======== SELECTED TEXT ========
Canyon Services Group Inc. announces $40.7 million financing by way of bought
deal
/NOT FOR DISTRIBUTION TO UNITED STATES NEWSWIRE SERVICES OR FOR DISSEMINATION IN THE UNITED STATES OF AMERICA/
CALGARY, March 11 /CNW/ - Canyon Services Group Inc. ("Canyon" or the "Company") (TSX:FRC) is pleased to announce that it has entered into an agreement with a syndicate of underwriters led by Peters & Co. Limited and including Cormark Securities Inc., Raymond James Ltd. and Wellington West Capital Markets Inc. (the "Underwriters") pursuant to which the Underwriters have agreed to purchase on a "bought deal" basis 10.7 million common shares ("Common Shares") of Canyon at a price of $3.80 per Common Share (the "Issue Price") for aggregate gross proceeds of approximately $40.7 million (the "Offering"). Canyon has also granted the Underwriters an option (the "Over-Allotment Option") to purchase up to an additional 1.6 million Common Shares at the Issue Price to cover over-allotments, if any, for additional gross proceeds of approximately $6.1 million. The Over-Allotment Option is exercisable in whole or in part at any time until 30 days after the closing of the Offering.
Proceeds of the Offering will be used to fund the Company's expanded 2010 capital program, to temporarily reduce bank indebtedness and for general corporate purposes. Canyon's continued expansion into deeper segments of the pressure pumping market with the successful completion of large, horizontal, multi-stage fracturing programs in Alberta and British Columbia, has resulted in increased demand for Canyon's services and the need to expand its pressure pumping fleet by approximately 50,000 hhp. Canyon's new capital program will increase the Company's horsepower capabilities from 75,000 hhp in Q2 2010 to approximately 125,000 hhp by late 2010 or early 2011. Management believes this expansion positions Canyon as one of the leaders in providing pressure pumping services to Canada's unconventional oil and natural gas resource plays.
======== RECORDS FOR THE EXERCISE ========
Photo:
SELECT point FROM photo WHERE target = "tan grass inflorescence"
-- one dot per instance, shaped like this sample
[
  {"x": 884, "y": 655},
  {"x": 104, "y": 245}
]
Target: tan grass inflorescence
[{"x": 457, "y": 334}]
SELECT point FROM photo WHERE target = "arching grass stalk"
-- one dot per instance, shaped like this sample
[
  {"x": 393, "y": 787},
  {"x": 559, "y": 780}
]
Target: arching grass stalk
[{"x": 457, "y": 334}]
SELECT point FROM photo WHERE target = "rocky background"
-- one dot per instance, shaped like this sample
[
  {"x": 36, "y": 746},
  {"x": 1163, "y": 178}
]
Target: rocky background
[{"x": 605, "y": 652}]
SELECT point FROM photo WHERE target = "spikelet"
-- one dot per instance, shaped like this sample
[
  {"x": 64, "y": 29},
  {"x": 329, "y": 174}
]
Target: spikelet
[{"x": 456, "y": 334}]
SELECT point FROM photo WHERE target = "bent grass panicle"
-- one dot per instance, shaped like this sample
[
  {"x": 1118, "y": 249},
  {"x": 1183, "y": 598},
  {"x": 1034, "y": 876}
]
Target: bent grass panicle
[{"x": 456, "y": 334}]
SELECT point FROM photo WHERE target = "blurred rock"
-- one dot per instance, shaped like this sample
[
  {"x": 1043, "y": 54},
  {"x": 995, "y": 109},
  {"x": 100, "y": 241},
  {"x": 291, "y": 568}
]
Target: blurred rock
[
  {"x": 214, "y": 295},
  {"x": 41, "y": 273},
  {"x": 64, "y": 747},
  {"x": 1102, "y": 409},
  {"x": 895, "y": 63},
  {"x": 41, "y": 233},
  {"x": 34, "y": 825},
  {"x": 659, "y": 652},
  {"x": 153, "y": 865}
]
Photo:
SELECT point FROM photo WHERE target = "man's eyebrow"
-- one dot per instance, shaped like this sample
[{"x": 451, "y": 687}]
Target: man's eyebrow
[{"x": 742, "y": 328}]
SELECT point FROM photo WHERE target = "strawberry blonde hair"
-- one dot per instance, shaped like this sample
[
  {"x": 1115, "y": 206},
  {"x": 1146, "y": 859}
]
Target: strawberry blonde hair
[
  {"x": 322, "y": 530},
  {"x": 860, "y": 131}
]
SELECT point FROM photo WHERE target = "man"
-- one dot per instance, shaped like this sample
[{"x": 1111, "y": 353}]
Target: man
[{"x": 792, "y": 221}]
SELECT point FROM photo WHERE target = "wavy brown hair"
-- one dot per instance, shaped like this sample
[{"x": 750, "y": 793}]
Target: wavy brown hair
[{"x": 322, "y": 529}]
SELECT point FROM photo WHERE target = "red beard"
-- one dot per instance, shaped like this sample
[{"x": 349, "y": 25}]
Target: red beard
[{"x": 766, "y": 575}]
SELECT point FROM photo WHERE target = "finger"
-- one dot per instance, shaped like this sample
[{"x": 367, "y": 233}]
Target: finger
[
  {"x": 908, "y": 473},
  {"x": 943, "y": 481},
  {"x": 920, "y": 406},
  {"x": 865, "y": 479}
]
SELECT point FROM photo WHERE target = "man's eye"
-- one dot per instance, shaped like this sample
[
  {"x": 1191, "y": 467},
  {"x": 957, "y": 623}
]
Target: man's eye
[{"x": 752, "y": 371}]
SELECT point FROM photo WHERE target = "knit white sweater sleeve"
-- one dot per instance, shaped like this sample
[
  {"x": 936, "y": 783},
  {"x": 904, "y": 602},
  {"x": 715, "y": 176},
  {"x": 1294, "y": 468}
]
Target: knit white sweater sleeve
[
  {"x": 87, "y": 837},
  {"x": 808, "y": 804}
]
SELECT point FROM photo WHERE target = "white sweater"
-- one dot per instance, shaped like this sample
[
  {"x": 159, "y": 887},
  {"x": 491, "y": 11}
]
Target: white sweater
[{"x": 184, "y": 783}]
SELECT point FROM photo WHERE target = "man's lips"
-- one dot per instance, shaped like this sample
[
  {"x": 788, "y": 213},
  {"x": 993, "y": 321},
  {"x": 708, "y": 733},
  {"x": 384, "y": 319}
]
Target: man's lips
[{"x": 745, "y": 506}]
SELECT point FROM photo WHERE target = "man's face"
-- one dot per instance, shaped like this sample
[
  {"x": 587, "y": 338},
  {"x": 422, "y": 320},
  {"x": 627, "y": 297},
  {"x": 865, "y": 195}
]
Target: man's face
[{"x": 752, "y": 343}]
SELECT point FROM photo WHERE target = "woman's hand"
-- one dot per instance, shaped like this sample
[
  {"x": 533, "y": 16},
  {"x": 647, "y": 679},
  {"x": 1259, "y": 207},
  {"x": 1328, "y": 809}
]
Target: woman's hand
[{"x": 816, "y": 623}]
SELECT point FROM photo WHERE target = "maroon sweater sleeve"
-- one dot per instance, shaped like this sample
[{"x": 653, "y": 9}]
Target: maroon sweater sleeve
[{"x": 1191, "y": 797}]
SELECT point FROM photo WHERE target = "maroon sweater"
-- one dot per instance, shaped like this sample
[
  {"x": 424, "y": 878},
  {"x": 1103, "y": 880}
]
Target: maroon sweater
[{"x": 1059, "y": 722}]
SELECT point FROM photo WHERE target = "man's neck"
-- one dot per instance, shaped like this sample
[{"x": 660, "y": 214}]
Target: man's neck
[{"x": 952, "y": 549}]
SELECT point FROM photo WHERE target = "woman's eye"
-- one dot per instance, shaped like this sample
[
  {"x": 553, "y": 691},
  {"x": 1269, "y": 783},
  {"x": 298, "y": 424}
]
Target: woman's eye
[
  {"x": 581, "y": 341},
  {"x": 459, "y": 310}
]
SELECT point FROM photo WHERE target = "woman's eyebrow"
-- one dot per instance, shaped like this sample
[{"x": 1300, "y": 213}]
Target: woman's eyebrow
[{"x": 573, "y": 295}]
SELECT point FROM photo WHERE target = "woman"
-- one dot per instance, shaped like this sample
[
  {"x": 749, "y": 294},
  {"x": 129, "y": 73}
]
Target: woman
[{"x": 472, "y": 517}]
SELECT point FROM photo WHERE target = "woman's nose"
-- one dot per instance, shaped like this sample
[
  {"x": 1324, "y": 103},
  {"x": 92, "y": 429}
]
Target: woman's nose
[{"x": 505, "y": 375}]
========
TASKS TO COMPLETE –
**A.** According to the financing announcement, what price per common share will the underwriters pay?
**B.** Report how many lines of the rows contain the string "woman", matching case exactly, and give only the number.
The financing announcement and the rows were taken from unrelated sources.

EXERCISE SOLUTIONS –
**A.** $3.80 per common share.

**B.** 10